▶ Extracted material
_____

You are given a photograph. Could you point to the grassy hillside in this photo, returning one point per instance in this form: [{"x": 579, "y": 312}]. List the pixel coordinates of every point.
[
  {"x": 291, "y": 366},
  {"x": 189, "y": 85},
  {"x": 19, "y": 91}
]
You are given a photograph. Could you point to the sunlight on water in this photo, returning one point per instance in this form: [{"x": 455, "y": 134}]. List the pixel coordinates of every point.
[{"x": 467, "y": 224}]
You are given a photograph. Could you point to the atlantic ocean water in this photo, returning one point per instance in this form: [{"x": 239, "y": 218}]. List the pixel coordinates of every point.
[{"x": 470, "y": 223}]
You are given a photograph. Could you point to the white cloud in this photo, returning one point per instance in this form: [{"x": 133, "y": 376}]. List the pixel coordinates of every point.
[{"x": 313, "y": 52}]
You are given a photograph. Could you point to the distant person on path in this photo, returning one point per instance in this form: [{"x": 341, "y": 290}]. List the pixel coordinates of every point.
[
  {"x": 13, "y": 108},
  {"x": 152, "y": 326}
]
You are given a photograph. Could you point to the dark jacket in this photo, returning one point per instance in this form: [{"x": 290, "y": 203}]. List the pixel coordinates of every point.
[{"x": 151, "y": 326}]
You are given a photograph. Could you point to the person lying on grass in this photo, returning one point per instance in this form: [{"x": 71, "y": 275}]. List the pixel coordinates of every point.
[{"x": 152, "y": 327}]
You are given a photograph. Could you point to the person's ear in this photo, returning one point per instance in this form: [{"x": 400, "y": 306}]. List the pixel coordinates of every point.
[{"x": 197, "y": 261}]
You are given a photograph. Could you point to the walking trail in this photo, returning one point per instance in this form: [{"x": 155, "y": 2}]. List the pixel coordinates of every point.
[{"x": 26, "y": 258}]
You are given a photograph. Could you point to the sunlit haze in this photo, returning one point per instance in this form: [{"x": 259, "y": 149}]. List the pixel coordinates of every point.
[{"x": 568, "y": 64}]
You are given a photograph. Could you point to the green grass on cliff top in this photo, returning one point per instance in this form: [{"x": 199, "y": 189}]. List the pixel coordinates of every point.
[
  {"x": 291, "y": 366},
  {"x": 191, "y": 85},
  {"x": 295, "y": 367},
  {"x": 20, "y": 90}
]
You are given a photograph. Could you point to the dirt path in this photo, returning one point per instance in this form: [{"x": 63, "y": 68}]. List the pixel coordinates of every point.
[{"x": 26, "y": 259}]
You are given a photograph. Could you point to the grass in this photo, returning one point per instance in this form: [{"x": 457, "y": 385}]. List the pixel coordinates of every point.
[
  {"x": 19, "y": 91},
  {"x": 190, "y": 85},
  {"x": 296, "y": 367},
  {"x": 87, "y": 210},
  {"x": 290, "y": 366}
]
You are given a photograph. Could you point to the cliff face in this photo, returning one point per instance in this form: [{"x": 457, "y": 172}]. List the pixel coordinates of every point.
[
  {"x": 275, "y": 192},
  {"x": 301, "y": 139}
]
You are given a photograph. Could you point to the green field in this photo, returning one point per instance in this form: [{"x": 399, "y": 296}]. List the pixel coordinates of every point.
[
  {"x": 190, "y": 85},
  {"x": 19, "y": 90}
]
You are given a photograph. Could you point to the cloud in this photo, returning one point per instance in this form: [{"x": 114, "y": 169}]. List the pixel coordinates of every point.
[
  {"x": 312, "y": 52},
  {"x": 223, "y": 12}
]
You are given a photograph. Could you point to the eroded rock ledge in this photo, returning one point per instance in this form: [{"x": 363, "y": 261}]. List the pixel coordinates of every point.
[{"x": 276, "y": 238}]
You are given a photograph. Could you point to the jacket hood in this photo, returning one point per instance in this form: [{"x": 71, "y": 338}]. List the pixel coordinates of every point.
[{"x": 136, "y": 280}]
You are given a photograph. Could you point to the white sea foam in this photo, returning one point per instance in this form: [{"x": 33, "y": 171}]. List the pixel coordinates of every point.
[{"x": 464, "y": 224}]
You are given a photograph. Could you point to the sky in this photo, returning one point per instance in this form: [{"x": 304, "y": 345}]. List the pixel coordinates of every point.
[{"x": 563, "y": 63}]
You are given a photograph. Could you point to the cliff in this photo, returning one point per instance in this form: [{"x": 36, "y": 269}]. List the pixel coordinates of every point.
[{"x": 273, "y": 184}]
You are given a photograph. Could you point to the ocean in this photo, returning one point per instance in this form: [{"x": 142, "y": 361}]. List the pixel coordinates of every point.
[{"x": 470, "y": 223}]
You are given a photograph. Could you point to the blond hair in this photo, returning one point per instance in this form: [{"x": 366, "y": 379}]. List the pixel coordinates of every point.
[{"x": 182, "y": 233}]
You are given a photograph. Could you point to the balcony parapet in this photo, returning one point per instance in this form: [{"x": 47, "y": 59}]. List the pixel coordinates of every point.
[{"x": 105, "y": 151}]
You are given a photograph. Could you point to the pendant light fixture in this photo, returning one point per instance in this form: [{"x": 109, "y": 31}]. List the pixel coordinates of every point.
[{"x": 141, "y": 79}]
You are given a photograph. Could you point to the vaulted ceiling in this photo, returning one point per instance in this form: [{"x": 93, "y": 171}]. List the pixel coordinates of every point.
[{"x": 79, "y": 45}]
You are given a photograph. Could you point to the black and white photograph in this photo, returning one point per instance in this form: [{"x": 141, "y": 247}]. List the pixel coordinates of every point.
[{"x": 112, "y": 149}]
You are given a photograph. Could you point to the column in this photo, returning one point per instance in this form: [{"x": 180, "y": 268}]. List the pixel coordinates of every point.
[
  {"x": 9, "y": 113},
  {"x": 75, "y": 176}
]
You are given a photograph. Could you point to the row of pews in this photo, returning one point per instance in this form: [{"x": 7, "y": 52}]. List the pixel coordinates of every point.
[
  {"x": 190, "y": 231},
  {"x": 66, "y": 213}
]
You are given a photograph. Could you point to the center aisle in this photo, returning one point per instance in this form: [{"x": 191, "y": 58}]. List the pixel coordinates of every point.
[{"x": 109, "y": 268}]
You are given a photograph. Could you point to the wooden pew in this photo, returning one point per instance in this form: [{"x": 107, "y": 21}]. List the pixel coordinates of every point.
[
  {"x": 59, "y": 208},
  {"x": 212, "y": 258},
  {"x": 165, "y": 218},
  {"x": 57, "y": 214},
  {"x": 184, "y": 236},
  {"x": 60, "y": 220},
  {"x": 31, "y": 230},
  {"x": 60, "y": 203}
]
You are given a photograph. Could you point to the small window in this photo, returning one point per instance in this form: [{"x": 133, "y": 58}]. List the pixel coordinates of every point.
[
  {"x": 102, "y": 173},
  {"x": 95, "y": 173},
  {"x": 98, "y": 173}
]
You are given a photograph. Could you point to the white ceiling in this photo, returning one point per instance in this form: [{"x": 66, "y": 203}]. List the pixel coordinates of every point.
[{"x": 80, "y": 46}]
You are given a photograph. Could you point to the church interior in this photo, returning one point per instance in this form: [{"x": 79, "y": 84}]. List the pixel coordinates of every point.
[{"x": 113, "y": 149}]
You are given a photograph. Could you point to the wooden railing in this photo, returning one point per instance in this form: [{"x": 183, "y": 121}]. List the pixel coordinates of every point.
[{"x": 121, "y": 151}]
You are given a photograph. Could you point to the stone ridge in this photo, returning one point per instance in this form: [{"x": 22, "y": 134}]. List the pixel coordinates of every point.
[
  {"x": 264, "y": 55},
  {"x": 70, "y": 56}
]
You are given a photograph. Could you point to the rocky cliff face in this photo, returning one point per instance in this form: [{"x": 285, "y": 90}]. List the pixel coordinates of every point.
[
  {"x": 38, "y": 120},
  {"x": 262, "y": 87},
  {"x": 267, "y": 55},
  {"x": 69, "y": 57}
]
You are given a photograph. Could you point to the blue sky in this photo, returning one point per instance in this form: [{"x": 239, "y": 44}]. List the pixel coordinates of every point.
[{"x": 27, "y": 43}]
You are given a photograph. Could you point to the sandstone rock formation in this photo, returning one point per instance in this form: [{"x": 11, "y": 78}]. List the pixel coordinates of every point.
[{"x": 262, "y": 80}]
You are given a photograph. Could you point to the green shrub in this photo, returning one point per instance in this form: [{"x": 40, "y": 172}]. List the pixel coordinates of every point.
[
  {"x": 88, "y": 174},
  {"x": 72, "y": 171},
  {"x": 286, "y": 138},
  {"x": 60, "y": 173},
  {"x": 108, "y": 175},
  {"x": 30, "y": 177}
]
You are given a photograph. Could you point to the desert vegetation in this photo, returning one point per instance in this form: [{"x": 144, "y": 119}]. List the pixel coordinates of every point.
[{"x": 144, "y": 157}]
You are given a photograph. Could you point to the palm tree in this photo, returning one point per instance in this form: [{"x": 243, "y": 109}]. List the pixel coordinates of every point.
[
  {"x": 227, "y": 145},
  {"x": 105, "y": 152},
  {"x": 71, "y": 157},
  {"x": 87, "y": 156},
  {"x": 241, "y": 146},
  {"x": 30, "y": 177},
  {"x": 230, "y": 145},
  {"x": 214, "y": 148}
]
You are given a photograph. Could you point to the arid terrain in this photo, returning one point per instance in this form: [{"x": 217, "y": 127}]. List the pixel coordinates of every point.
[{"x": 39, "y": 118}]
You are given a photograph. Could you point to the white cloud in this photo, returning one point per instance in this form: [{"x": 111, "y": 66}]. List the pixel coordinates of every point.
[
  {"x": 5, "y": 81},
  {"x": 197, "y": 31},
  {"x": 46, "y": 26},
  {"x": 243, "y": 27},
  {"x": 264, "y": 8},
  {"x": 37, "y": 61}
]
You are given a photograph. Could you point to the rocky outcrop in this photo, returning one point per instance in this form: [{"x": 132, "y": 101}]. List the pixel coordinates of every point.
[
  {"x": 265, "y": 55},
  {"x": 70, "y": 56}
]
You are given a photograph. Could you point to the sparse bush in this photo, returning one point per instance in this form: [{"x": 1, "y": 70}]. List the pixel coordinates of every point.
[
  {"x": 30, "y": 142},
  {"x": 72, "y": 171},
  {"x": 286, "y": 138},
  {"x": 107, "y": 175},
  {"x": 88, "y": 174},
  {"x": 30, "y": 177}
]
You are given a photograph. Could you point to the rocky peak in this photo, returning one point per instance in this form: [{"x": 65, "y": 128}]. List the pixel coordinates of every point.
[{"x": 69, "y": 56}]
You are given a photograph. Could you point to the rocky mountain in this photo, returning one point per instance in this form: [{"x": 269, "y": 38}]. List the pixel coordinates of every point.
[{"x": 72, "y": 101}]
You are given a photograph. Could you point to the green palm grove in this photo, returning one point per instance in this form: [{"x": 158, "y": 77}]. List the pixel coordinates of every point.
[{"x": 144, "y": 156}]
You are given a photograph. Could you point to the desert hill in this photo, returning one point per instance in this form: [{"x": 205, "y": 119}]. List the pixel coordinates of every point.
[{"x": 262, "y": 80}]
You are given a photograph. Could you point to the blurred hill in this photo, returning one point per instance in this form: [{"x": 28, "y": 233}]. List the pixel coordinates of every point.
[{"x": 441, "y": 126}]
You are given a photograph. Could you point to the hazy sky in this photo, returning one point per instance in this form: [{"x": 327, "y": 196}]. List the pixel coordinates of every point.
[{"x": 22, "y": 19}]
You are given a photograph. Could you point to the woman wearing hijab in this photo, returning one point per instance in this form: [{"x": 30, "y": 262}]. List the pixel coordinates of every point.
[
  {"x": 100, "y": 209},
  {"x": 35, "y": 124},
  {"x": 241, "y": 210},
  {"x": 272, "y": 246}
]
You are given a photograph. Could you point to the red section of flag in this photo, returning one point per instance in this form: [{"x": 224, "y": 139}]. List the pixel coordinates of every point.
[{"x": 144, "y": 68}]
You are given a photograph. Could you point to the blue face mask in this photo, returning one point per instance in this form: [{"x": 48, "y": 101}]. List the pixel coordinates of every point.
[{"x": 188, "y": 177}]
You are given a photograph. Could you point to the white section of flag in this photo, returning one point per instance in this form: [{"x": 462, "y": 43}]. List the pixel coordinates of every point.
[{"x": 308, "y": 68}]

_____

▶ About this task
An exact copy of the lines from the one with "You are given a photograph. Could you point to the woman" to the final line of the entries is all that the answer should hold.

▶ Written response
You are given a photograph. Could you point to the woman wearing hijab in this photo, returning one point per instance in this form: [{"x": 30, "y": 262}]. List the pixel coordinates of every point.
[
  {"x": 100, "y": 209},
  {"x": 35, "y": 124},
  {"x": 241, "y": 210},
  {"x": 272, "y": 246}
]
You are given a photograph. Could you point to the red section of flag in this photo, returning one point per instance in this form: [{"x": 224, "y": 139}]. List the pixel coordinates of every point.
[{"x": 144, "y": 68}]
You are given a photograph. Could you point to the blue face mask in this photo, returning one point per instance in this form: [{"x": 48, "y": 101}]. List the pixel coordinates of every point.
[{"x": 188, "y": 177}]
You are given a photograph. Could you point to the white section of flag in this photo, returning one point per instance in this form: [{"x": 462, "y": 43}]. List the pixel coordinates of every point.
[{"x": 308, "y": 68}]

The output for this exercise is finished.